Tornando all’esperimento, i pannelli contenenti le cellule della specie batterica il 15 aprile 2015 sono stati portati sulla Iss a bordo della navicella SpaceX Dragon, lanciata da Cape Canaveral (Usa) da un razzo Falcon-9 di Space-X. Giunti a destinazione, i pannelli sono stati fissati a una struttura della Jaxa – l’Exham (Esperiment Handrail Attachment Mechanism) – che consente ai ricercatori di condurre esperimenti esposti nello spazio. Il 26 maggio 2015, l’Exham è stato fissato al braccio robotico Kibo (Japanese Experiment Module Remote Manipulator System Small Fine Arm), che ha esposto l’esperimento nello spazio a livello della Exposed Facility del Japanese Experiment Module. Dopo un anno trascorso in questa condizione, protette dalla luce Uv inferiore a 190 nm da un involucro di diossido di silicio, il 26 agosto 2016 le cellule sono infine tornate a terra a bordo dello SpaceX Dragon C11.

:: Voci mostrate ::
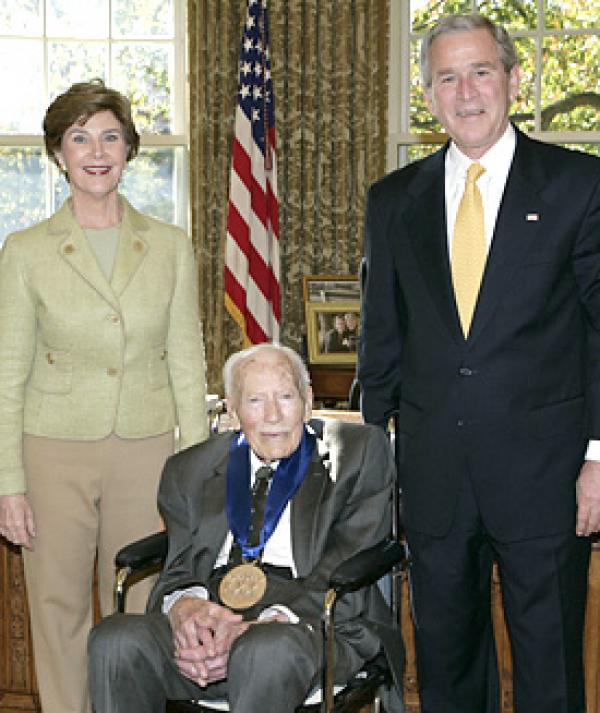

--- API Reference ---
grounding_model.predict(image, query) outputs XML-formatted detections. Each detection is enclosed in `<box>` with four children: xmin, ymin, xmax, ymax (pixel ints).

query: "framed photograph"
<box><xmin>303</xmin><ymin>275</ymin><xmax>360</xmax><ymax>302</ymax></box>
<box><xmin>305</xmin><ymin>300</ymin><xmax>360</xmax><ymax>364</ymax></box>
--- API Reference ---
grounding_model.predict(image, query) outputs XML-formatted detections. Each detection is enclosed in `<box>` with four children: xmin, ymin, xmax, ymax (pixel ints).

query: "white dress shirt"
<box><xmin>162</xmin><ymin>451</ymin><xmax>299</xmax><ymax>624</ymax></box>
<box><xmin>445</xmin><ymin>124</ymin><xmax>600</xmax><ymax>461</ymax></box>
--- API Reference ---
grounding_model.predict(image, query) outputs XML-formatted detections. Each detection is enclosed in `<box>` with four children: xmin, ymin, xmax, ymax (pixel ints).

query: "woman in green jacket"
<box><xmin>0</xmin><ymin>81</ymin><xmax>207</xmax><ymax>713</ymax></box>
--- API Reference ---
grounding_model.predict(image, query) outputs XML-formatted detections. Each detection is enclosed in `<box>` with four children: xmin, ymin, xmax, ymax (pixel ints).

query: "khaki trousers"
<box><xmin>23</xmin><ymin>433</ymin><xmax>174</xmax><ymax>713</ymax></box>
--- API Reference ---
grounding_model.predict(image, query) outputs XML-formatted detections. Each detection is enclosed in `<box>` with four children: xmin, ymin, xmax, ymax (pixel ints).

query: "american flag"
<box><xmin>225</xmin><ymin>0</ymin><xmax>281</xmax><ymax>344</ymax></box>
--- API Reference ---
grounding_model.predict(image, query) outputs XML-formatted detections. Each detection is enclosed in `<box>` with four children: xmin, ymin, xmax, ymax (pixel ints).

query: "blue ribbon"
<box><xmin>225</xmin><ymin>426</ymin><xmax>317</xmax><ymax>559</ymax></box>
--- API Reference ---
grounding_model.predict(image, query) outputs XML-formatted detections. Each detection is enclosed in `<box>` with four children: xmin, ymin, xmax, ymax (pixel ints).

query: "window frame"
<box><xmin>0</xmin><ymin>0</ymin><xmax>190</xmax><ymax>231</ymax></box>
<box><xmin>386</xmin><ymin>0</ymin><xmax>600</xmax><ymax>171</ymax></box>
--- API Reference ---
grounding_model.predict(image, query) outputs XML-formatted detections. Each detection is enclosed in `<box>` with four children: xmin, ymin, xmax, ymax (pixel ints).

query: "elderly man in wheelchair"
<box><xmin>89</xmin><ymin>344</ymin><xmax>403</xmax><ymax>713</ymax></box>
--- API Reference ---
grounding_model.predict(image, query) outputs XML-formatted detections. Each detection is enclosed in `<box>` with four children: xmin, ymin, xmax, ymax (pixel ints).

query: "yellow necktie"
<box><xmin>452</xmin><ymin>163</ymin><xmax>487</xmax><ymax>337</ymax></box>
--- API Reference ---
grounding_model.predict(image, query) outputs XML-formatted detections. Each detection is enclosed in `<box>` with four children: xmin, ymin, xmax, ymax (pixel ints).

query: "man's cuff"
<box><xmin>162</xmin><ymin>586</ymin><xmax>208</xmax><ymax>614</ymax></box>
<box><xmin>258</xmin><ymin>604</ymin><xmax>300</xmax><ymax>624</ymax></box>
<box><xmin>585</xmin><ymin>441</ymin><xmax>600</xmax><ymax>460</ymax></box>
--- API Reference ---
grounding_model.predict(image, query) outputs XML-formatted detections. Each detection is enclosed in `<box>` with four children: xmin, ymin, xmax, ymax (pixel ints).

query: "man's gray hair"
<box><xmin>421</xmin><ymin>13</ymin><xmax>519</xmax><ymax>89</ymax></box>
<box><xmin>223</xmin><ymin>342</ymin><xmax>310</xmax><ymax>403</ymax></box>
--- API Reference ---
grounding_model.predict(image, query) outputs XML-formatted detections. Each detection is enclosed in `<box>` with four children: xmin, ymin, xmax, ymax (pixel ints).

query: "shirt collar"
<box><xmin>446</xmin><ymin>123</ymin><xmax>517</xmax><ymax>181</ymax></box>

* * *

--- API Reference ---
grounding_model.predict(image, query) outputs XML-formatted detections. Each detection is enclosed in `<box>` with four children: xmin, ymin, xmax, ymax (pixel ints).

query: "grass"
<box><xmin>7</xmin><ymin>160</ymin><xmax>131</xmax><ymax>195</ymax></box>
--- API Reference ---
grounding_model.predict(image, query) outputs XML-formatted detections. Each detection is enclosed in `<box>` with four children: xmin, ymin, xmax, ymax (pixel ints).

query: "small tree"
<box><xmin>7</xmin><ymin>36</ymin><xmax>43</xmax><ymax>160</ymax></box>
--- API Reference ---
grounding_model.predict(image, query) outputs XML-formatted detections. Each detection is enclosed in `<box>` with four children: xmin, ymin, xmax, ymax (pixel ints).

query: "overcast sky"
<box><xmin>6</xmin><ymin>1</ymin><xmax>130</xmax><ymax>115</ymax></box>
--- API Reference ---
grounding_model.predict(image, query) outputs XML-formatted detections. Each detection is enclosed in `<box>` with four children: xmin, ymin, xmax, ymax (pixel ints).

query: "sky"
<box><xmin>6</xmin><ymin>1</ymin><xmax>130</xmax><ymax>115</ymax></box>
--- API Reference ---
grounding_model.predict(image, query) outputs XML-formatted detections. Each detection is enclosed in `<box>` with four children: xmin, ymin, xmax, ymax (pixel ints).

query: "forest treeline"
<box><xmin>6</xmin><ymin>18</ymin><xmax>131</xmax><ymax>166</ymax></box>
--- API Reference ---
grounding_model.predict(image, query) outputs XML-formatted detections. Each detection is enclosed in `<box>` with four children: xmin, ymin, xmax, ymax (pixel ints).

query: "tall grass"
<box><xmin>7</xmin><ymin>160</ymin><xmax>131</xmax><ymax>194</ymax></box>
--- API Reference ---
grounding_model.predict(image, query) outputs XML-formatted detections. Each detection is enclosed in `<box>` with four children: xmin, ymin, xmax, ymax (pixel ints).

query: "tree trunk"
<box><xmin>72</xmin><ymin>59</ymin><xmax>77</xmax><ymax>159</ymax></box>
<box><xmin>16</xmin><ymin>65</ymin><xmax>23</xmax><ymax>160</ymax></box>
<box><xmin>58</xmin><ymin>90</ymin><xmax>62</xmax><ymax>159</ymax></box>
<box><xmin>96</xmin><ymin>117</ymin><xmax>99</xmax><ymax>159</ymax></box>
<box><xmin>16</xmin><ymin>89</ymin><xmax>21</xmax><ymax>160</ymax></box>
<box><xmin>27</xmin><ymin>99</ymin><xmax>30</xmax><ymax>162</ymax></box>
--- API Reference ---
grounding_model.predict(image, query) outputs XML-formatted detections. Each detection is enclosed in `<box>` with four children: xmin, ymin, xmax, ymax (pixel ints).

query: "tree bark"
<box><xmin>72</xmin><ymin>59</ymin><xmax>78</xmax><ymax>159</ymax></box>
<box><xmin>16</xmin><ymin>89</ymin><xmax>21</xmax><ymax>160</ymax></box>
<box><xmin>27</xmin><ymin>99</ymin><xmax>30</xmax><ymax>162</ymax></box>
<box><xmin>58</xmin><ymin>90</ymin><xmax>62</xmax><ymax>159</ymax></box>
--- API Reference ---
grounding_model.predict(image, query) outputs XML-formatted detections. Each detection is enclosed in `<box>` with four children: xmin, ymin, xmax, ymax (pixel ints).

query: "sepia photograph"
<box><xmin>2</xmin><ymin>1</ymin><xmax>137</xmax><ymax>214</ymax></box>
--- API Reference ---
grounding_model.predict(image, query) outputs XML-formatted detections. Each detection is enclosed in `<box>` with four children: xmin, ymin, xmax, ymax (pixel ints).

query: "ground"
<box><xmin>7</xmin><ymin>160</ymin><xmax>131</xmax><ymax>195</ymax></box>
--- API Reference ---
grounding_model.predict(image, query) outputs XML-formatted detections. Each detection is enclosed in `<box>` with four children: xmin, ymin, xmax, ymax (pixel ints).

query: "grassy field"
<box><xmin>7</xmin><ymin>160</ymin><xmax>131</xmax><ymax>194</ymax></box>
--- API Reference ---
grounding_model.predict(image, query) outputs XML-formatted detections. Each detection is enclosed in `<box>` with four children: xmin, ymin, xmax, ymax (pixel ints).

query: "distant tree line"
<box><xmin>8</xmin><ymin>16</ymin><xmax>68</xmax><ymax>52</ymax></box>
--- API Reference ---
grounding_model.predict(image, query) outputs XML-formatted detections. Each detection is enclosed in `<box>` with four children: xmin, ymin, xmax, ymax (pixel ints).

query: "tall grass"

:: Compito da svolgere ::
Riscrivi parola per parola l'intero brano sull'esperimento con le cellule batteriche esposte nello spazio. Le voci riportate qui non servono.

:: Risultato del compito ::
Tornando all’esperimento, i pannelli contenenti le cellule della specie batterica il 15 aprile 2015 sono stati portati sulla Iss a bordo della navicella SpaceX Dragon, lanciata da Cape Canaveral (Usa) da un razzo Falcon-9 di Space-X. Giunti a destinazione, i pannelli sono stati fissati a una struttura della Jaxa – l’Exham (Esperiment Handrail Attachment Mechanism) – che consente ai ricercatori di condurre esperimenti esposti nello spazio. Il 26 maggio 2015, l’Exham è stato fissato al braccio robotico Kibo (Japanese Experiment Module Remote Manipulator System Small Fine Arm), che ha esposto l’esperimento nello spazio a livello della Exposed Facility del Japanese Experiment Module. Dopo un anno trascorso in questa condizione, protette dalla luce Uv inferiore a 190 nm da un involucro di diossido di silicio, il 26 agosto 2016 le cellule sono infine tornate a terra a bordo dello SpaceX Dragon C11.